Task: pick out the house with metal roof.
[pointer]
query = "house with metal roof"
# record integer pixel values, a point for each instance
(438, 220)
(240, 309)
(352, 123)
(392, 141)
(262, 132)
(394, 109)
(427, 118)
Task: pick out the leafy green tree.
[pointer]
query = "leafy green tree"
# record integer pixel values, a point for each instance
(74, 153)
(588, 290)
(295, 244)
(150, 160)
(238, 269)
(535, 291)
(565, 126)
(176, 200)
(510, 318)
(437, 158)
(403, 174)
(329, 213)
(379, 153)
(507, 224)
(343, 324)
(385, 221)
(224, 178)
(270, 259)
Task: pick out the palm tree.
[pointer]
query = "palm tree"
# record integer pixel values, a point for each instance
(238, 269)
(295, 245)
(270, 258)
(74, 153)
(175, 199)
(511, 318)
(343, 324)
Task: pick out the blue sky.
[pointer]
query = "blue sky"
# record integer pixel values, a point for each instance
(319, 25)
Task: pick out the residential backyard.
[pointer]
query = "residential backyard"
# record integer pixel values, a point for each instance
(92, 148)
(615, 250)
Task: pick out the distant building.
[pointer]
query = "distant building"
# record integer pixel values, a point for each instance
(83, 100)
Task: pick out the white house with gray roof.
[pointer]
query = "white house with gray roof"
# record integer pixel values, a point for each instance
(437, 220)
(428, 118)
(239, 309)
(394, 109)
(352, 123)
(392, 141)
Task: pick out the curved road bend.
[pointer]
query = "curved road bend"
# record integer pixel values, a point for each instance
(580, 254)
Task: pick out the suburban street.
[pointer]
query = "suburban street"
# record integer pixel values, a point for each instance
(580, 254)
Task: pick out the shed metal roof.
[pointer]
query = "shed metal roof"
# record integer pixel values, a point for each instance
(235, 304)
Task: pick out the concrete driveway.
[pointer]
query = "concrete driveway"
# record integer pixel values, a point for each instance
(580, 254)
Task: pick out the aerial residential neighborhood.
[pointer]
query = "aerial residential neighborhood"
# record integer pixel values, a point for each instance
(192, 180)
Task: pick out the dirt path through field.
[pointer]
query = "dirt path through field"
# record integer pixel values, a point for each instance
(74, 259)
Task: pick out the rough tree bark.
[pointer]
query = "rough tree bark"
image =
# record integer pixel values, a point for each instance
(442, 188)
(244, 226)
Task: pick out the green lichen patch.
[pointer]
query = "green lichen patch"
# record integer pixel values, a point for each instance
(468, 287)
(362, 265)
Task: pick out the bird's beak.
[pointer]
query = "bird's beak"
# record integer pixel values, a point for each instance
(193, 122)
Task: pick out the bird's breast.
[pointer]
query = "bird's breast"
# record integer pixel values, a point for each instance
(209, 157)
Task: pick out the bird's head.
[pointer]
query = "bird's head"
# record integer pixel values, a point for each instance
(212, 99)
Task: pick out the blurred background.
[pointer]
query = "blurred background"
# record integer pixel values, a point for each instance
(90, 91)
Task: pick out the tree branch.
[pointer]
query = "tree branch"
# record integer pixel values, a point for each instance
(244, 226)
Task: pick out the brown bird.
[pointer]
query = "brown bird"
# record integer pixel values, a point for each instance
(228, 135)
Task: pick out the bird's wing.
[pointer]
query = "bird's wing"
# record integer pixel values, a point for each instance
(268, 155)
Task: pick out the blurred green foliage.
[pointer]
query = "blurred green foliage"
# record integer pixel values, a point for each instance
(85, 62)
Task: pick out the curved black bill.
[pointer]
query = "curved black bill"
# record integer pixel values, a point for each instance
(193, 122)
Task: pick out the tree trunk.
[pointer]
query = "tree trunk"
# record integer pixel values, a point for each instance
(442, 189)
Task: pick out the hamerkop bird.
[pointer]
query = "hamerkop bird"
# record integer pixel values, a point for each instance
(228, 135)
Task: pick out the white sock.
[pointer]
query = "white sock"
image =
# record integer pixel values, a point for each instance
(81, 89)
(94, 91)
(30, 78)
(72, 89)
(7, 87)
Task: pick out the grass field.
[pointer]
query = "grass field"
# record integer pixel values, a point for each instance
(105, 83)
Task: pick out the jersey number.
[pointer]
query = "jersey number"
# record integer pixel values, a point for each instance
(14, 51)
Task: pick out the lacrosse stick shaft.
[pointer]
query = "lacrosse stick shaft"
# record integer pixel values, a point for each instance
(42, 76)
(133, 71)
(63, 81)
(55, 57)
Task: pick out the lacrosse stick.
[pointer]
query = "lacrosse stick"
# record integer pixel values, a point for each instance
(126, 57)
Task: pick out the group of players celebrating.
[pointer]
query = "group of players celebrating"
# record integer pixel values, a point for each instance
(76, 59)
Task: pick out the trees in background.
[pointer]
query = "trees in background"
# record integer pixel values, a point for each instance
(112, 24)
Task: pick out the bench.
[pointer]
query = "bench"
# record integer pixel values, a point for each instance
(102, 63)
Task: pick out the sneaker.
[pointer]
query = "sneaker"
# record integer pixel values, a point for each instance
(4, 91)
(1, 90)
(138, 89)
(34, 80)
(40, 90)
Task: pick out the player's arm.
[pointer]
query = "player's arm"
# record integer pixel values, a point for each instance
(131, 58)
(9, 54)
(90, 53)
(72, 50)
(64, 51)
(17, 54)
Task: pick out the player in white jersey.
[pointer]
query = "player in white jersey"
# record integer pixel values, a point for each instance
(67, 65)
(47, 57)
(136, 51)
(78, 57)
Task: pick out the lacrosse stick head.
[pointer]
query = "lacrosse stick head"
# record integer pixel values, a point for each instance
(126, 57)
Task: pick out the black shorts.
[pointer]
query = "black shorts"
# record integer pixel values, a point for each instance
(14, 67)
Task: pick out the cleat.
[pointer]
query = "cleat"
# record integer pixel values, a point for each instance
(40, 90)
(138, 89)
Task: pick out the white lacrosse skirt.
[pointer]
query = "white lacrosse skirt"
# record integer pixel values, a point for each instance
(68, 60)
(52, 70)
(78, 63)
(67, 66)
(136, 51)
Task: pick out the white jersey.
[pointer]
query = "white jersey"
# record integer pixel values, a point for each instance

◇ ◇ ◇ ◇ ◇

◆ PROBLEM TO WORK ON ◆
The records above should be duplicated in full, exactly as given.

◆ RESPONSE BELOW ◆
Task: pick out the house with metal roof.
[pointer]
query = "house with metal roof"
# record integer pixel values, a point for each instance
(438, 220)
(240, 309)
(352, 123)
(392, 141)
(262, 132)
(394, 109)
(427, 118)
Task: pick out the leafy green tree.
[pointer]
query = "leafy green tree"
# record integer pixel values, a point for each instance
(74, 153)
(588, 290)
(295, 244)
(150, 160)
(238, 269)
(535, 291)
(565, 126)
(176, 200)
(510, 318)
(437, 158)
(403, 174)
(329, 213)
(379, 153)
(507, 224)
(343, 324)
(385, 221)
(224, 178)
(270, 259)
Task: pick out the palm tree.
[pointer]
query = "palm tree"
# record integer pixel values, a point for each instance
(238, 269)
(295, 245)
(270, 258)
(74, 153)
(175, 199)
(511, 318)
(343, 324)
Task: pick out the blue sky.
[pointer]
query = "blue sky"
# record integer pixel values, a point for each instance
(319, 25)
Task: pick out the residential backyard.
[pointer]
query = "residential backyard"
# record integer pixel values, a point for each instance
(92, 148)
(615, 250)
Task: pick out the distant building.
[pointer]
query = "distant building"
# record integer pixel values, a point for each instance
(83, 100)
Task: pick out the white house with gray roof.
[pointer]
query = "white house with gray roof"
# record integer pixel values, a point for each instance
(437, 220)
(428, 118)
(239, 309)
(394, 109)
(352, 123)
(392, 141)
Task: pick out the curved road bend.
[pointer]
query = "curved road bend"
# record integer pixel values, a point for each instance
(580, 254)
Task: pick out the suburban street.
[pointer]
query = "suburban street"
# record integer pixel values, a point for each instance
(580, 254)
Task: pick out the shed metal roof.
[pointer]
query = "shed metal roof"
# record integer pixel values, a point for each instance
(235, 304)
Task: pick out the concrete driveway.
[pointer]
query = "concrete driveway"
# record integer pixel values, a point for each instance
(580, 254)
Task: pick out the aerial residential neighborhood.
[pointer]
query = "aerial residential neighborhood"
# record integer pixel values, a point for each instance
(192, 180)
Task: pick out the dirt path through field.
[pointer]
query = "dirt path through field"
# record integer pixel values, a point for each instance
(74, 259)
Task: pick out the rough tree bark.
[pointer]
query = "rough tree bark"
image =
# record integer pixel values, a point for each instance
(442, 188)
(244, 226)
Task: pick out the green lichen patch.
[pointer]
query = "green lichen patch"
# record integer pixel values, a point for each instance
(468, 287)
(362, 265)
Task: pick out the bird's beak.
[pointer]
query = "bird's beak"
# record integer pixel values, a point for each instance
(193, 122)
Task: pick out the bird's breast.
[pointer]
query = "bird's breast"
# record integer pixel values, a point for each instance
(209, 157)
Task: pick out the bird's head.
[pointer]
query = "bird's head"
# record integer pixel values, a point for each instance
(212, 99)
Task: pick out the blurred background.
[pointer]
query = "blurred background"
# record integer pixel values, a point for each instance
(90, 91)
Task: pick out the tree branch.
[pointer]
query = "tree branch"
# record integer pixel values, a point for each instance
(244, 226)
Task: pick out the brown bird.
[pointer]
query = "brown bird"
# record integer pixel values, a point for each instance
(228, 135)
Task: pick out the bird's wing.
[pointer]
query = "bird's wing"
# record integer pixel values, a point for each instance
(268, 155)
Task: pick out the blurred green foliage.
[pointer]
query = "blurred green foliage"
# record integer pixel values, a point for each instance
(85, 62)
Task: pick out the curved black bill.
[pointer]
query = "curved black bill"
# record integer pixel values, a point for each instance
(193, 122)
Task: pick out the tree trunk.
[pointer]
query = "tree trunk"
# record integer pixel values, a point for each instance
(442, 189)
Task: pick out the hamerkop bird.
[pointer]
query = "hamerkop bird"
# record integer pixel values, a point for each instance
(228, 135)
Task: pick out the white sock.
[pointer]
query = "white sock"
image =
# record integer pixel values, a point for each instance
(81, 89)
(94, 91)
(30, 78)
(72, 89)
(7, 87)
Task: pick out the grass field.
[pointer]
query = "grass field"
# record integer pixel values, a point for each instance
(105, 83)
Task: pick out the jersey number.
[pointer]
query = "jersey number"
# record integer pixel values, a point for each instance
(14, 51)
Task: pick out the lacrosse stick shaft.
[pointer]
query = "lacrosse stick shaft"
# record integer pixel values, a point for each instance
(42, 76)
(133, 71)
(63, 81)
(55, 57)
Task: pick out the lacrosse stick.
[pointer]
query = "lacrosse stick"
# record integer pixel values, a point for each instance
(126, 57)
Task: pick out the group of players celebrating.
[pointer]
query = "group of players celebrating"
# record integer pixel values, a point for each instance
(76, 59)
Task: pick out the trees in background.
[pointer]
query = "trees in background"
# record integer pixel values, a point for each instance
(112, 24)
Task: pick out the bench.
[pointer]
query = "bench"
# record integer pixel values, a point for each instance
(102, 63)
Task: pick out the sneaker.
[pointer]
query = "sneaker"
# record integer pixel values, a point for each instance
(4, 91)
(1, 90)
(138, 89)
(34, 80)
(40, 90)
Task: pick out the player's arm.
[pointer]
query = "player's arm"
# record integer pixel values, a point for each instance
(131, 58)
(9, 54)
(90, 53)
(72, 50)
(64, 51)
(17, 54)
Task: pick out the player in white jersey.
[pointer]
query = "player in white jersey"
# record integer pixel values, a point for each instance
(67, 65)
(47, 57)
(136, 51)
(78, 57)
Task: pick out the lacrosse stick head.
[pointer]
query = "lacrosse stick head"
# record integer pixel values, a point for each instance
(126, 57)
Task: pick out the black shorts.
[pointer]
query = "black shorts"
# record integer pixel values, a point for each instance
(14, 67)
Task: pick out the cleat.
[pointer]
query = "cleat"
# record integer pixel values, a point for each instance
(40, 90)
(138, 89)
Task: pick out the white lacrosse skirt.
[pointer]
query = "white lacrosse skirt"
# record integer pixel values, a point for each instance
(68, 60)
(52, 70)
(78, 63)
(67, 66)
(136, 51)
Task: pick out the white jersey.
[pointer]
query = "white jersey"
# record integer pixel values, a point for each instance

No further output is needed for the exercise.